Fragment źródłowy =>
Nasza Loteria SR - pasek na kartach artykułów

Glony w zalewie

/ik/
W wodzie, prócz glonów, pływa też sporo śmieci.
W wodzie, prócz glonów, pływa też sporo śmieci. P. Mazur

Kilka ciepłych dni wystarczyło, żeby nad zalewem na Borkach w Radomiu pojawili się pierwsi plażowicze. Brunatnozielona woda nie zachęca jednak do kąpieli. A wszystko przez glony i wodorosty, które się tam pojawiły. W ciągu tygodnia mają być one zebrane. Niedługo dowiemy się też, czy "Sanepid" dopuści zbiornik do kąpieli.

Zalew na Borkach to jedyne miejskie kąpielisko, trudno się więc dziwić, że w upalne dni trudno tam o wolny kawałek plaży. Każdego lata wypoczywają tu tysiące radomian. Nawet teraz, przed rozpoczęciem sezonu, nie brakuje amatorów kąpieli.

- Zupełnie tego nie rozumiem, woda jest brudna i nie najlepiej pachnie. Pływa w niej wiele glonów i śmieci - alarmuje nasz czytelnik.

Pracownicy Miejskiego Ośrodka Sportu i Rekreacji uspokajają, że w najbliższym czasie problem zostanie rozwiązany.

- Glony i wodorosty zostaną wykoszone specjalnymi maszynami, a później zebrane. Mamy na to jeszcze czas, sezon zacznie się prawdopodobnie 23 czerwca. Codziennie zbieramy też śmieci. Tylko dzisiaj wywieziemy dwa kontenery butelek, puszek, reklamówek rzucanych do wody i na brzegach. Ale woda jest czysta, potwierdziły to badania inspekcji ochrony środowiska Urzędu Wojewódzkiego - powiedział nam Władysław Kot.

Dział Inspektoratu Ochrony Środowiska radomskiej delegatury Mazowieckiego Urzędu Wojewódzkiego prowadził badania wody na początku maja, po tym jak w zalewie znaleziono śnięte ryby.

Zadania do wykonania =>
A - Jakie odpowiedzi na te pytania podaje tekst o zalewie na Borkach?
(i) Kiedy prawdopodobnie zacznie się sezon?
(ii) Ile kontenerów śmieci ma zostać wywiezionych tylko dzisiaj?
(iii) Kiedy prowadzono badania wody i po jakim zdarzeniu?
B - Przepisz dosłownie z tekstu o zalewie na Borkach fragment od „Pracownicy Miejskiego Ośrodka” do „znaleziono śnięte ryby.”.
Wpisy nie mają tu żadnego znaczenia.

Dane wejściowe =>
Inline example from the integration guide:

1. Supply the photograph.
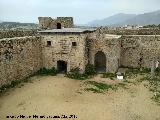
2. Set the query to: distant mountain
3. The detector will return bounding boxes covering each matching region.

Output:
[119,10,160,26]
[88,13,136,26]
[88,10,160,26]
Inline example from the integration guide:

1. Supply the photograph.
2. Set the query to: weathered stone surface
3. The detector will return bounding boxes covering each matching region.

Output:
[0,27,160,85]
[120,35,160,68]
[0,37,42,86]
[0,30,37,39]
[38,17,74,29]
[42,34,86,71]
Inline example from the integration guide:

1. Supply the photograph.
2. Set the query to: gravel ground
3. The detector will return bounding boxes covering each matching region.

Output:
[0,75,160,120]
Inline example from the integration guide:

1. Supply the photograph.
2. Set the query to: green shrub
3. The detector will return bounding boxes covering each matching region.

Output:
[67,68,88,80]
[85,64,96,75]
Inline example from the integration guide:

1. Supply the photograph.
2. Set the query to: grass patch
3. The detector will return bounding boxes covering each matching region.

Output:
[142,76,160,105]
[85,88,103,93]
[102,73,116,80]
[0,68,57,94]
[0,79,30,94]
[85,81,113,93]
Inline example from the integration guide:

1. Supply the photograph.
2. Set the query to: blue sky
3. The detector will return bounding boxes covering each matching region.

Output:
[0,0,160,24]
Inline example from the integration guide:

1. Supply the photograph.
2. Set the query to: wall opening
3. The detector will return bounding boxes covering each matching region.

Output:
[47,41,52,47]
[57,23,62,29]
[94,51,106,72]
[57,60,67,73]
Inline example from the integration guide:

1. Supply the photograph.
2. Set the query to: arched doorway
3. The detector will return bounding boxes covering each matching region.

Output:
[57,60,67,73]
[57,23,62,29]
[94,51,106,72]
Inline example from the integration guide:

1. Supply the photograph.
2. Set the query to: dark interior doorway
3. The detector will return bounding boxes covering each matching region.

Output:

Odpowiedzi do zadań =>
A -
(i) Prawdopodobnie 23 czerwca.
(ii) Dwa kontenery.
(iii) Na początku maja, po tym jak w zalewie znaleziono śnięte ryby.

B -
Pracownicy Miejskiego Ośrodka Sportu i Rekreacji uspokajają, że w najbliższym czasie problem zostanie rozwiązany.

- Glony i wodorosty zostaną wykoszone specjalnymi maszynami, a później zebrane. Mamy na to jeszcze czas, sezon zacznie się prawdopodobnie 23 czerwca. Codziennie zbieramy też śmieci. Tylko dzisiaj wywieziemy dwa kontenery butelek, puszek, reklamówek rzucanych do wody i na brzegach. Ale woda jest czysta, potwierdziły to badania inspekcji ochrony środowiska Urzędu Wojewódzkiego - powiedział nam Władysław Kot.

Dział Inspektoratu Ochrony Środowiska radomskiej delegatury Mazowieckiego Urzędu Wojewódzkiego prowadził badania wody na początku maja, po tym jak w zalewie znaleziono śnięte ryby.